--- Work required ---
Reproduce the following material line for line, with no changes.

(Dataset records)
- - -

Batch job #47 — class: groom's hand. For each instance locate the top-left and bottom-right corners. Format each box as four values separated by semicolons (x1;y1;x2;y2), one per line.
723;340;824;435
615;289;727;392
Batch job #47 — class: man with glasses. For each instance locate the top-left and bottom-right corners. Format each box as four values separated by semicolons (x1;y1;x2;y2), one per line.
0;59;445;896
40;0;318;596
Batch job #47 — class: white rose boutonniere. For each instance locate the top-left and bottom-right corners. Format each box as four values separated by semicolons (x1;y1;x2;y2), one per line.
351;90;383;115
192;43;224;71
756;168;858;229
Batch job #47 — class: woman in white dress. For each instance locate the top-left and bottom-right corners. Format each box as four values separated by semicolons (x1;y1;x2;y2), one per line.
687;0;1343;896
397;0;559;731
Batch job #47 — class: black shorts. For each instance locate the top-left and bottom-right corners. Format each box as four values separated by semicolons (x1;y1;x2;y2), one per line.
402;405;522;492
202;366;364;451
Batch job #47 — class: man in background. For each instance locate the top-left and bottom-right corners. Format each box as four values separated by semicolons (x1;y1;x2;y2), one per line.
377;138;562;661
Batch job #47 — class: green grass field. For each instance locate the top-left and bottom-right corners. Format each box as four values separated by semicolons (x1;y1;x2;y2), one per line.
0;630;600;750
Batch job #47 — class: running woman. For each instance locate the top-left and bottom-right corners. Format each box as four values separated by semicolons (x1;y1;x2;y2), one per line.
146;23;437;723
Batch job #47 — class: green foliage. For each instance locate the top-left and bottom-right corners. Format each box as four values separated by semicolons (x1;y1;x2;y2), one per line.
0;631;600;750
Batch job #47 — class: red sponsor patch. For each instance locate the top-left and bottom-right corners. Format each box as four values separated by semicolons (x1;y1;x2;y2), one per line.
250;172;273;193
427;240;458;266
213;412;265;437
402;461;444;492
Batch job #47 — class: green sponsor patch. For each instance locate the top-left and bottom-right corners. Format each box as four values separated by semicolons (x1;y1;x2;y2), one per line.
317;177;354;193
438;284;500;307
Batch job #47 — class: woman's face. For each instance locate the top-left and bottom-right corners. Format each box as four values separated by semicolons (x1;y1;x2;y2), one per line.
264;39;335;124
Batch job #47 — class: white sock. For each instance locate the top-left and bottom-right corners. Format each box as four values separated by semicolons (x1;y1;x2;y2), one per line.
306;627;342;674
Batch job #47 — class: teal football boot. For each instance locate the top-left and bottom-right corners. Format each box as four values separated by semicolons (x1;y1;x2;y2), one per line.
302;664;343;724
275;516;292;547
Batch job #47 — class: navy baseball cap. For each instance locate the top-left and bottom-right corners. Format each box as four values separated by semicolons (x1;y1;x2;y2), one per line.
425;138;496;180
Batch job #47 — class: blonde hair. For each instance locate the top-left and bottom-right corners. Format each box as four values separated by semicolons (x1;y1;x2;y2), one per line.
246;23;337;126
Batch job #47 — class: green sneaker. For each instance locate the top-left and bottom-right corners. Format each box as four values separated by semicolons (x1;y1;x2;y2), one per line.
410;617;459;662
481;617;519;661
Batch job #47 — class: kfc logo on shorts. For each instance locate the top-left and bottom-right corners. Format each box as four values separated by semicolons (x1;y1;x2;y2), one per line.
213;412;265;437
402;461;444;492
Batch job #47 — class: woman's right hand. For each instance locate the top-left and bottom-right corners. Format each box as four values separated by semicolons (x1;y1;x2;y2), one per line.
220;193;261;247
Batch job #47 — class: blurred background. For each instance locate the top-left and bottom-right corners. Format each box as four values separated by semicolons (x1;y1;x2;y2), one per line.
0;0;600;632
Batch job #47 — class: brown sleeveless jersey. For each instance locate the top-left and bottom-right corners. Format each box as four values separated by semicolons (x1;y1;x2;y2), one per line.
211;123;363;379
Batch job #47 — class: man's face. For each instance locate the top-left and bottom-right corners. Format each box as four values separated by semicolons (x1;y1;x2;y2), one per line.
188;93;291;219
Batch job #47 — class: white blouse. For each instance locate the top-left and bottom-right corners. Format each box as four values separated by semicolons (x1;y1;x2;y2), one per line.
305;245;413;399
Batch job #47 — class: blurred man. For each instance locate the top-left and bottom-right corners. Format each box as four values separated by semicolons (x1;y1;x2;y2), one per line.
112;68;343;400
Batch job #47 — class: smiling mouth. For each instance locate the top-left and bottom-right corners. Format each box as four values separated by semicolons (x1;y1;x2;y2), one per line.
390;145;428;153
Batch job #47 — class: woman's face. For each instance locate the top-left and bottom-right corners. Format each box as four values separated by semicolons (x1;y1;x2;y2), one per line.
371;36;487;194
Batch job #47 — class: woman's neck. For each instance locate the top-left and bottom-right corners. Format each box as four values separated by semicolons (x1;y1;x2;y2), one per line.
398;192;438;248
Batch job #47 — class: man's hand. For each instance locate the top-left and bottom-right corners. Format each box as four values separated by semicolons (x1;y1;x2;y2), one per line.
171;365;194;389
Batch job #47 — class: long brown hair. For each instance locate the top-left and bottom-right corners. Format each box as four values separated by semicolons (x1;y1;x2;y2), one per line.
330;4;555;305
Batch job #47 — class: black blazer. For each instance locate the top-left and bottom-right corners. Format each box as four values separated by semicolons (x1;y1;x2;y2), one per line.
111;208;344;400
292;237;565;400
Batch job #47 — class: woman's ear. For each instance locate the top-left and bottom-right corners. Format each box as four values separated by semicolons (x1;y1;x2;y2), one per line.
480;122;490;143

- - -

--- Exercise result ---
Batch job #47 — class: groom's hand. For each instance locate the top-left and bottom-right corners. Format each box as four values separated by semicolons (x1;y1;x2;y2), one per line.
723;340;824;435
615;289;727;392
Batch job #47 — class: man with glasses. For each instance locate the top-left and bottom-right corners. Format each box as four values separated by semicolons (x1;y1;x2;y2), one per line.
0;59;445;896
40;0;318;596
Batch job #47 — class: white rose boutonniere. For each instance locate the top-left and bottom-right corners. Format each box as four values separated by semicolons (x1;y1;x2;y2), one per line.
351;90;383;115
192;43;224;71
756;168;858;229
Batch job #47 — class: woman in white dress. For each instance locate the top-left and bottom-right corners. Format each box as four values separated by semicolons (x1;y1;x2;y2), one per line.
687;0;1343;896
397;0;559;731
Batch job #47 — class: black shorts. For each instance locate the top-left and bottom-right corners. Format each box as four values separated by semicolons (x1;y1;x2;y2), one per line.
402;405;522;492
202;366;364;451
Batch job #47 — class: man in background. For each instance locate the top-left and bottom-right corners. Format each box as four values separated by semicolons (x1;y1;x2;y2), one per line.
377;138;562;661
Batch job #47 — class: green grass field. For each instance locate the top-left and bottom-right corners. Format each box as four values separated by semicolons (x1;y1;x2;y2), one per line.
0;630;600;750
Batch job #47 — class: running woman. For each instance locate the top-left and bottom-right corners. Format each box as four values separated by semicolons (x1;y1;x2;y2), one per line.
146;23;437;723
Batch job #47 — class: green foliage. For each instance locate the top-left and bottom-right corners. Format each box as four values separated by semicolons (x1;y1;x2;y2), one per line.
0;631;600;750
Batch job #47 — class: red sponsor patch. For each instance locate the top-left and bottom-right corners. Format each box as four values separated by semicolons (x1;y1;x2;y2), one per line.
250;172;273;193
427;240;458;266
213;412;265;437
402;461;444;492
Batch job #47 — class: green sponsor patch. For each instance locate the top-left and bottom-right corners. Format each box as four values separated by semicolons (x1;y1;x2;y2), one per line.
317;177;354;193
438;284;500;307
Batch job #47 — class: woman's face. For each instance locate the top-left and bottom-right corners. Format each box as four values separated by semicolons (x1;y1;x2;y2), one per line.
264;39;335;124
Batch job #47 — class: white sock. For each instance locate the top-left and bottom-right corners. Format each box as four values separated by semicolons (x1;y1;x2;y2), one per line.
306;627;342;674
Batch job #47 — class: teal football boot. For each instance locate the top-left and bottom-right corners. Format each box as four values separated by semicolons (x1;y1;x2;y2), one per line.
302;664;343;724
275;516;292;547
Batch job #47 — class: navy baseball cap. For each instance locate the top-left and bottom-right corners. Format each box as four values separated by semicolons (x1;y1;x2;y2), one per line.
425;138;496;180
Batch job #47 — class: blonde hair. For each instance locate the top-left and bottom-right corners. Format each box as four values separated by semicolons (x1;y1;x2;y2), one per line.
246;23;337;126
Batch job #47 — class: green sneaker. For each instance locate the top-left and bottom-right corners. Format each box as four values separated by semicolons (x1;y1;x2;y2), one per line.
410;617;459;662
481;617;519;661
Batch job #47 — class: kfc logo on shorts. For each instance locate the top-left and bottom-right corners. Format each box as four values separated by semicolons (x1;y1;x2;y2), one per line.
213;412;265;437
402;461;444;492
Batch job #47 — class: woman's right hand. For each instance locate the top-left and bottom-right corners. Format each box as four values separated by semicolons (x1;y1;x2;y2), one per line.
220;193;261;247
Batch job #47 — class: blurred background. For each instance locate the top-left and bottom-right corners. Format each box as four values separated by semicolons (x1;y1;x2;y2), one per line.
0;0;600;632
Batch job #47 — class: brown sleeveless jersey. For each instance locate the top-left and bottom-right corners. Format each box as four values separated by semicolons (x1;y1;x2;y2), one per line.
211;123;363;379
Batch job #47 — class: man's face. For each instance locate the top-left and bottom-right corners. Format each box as four values separated by semicolons (x1;y1;x2;y2), one per line.
188;93;291;219
Batch job #47 — class: white blouse. For each instance locate the top-left and bottom-right corners. Format each box as four values separated by semicolons (x1;y1;x2;y2), one per line.
305;245;413;399
Batch job #47 — class: blurred man. For each instance locate the top-left and bottom-right corners. Format each box as four values separated by semicolons (x1;y1;x2;y2), one per line.
112;68;343;400
Batch job #47 — class: smiling mouth. For each instance locate the top-left and bottom-right corners. Format each box as four values separated by semicolons (x1;y1;x2;y2), one per line.
390;145;428;153
Batch job #47 — class: woman's face. For each instance locate the top-left and bottom-right corners. Format each box as four values separated by semicolons (x1;y1;x2;y2), one per line.
371;36;487;194
Batch job #47 — class: woman's neck. For each instance locate the top-left and bottom-right corners. Format each box as four values separated by semicolons (x1;y1;x2;y2), one per line.
398;192;438;248
Batch job #47 — class: man's hand. For each instance locate the top-left and bottom-right corners. Format each box as four values separated by semicolons (x1;y1;x2;y2), one per line.
171;365;194;389
Batch job #47 — class: long brown hair. For each instance locate the top-left and bottom-right corners. Format each box as four values separated by semicolons (x1;y1;x2;y2), one per line.
330;4;555;305
Batch job #47 — class: black blazer. For each instance locate the top-left and bottom-right corners. Format each box as four values separated by semicolons (x1;y1;x2;y2), one per line.
111;208;344;400
292;237;565;400
Batch job #47 — class: woman's ear. For each instance locate the top-left and bottom-right corners. Format each box as four values separated by semicolons (x1;y1;x2;y2), one per line.
480;122;490;143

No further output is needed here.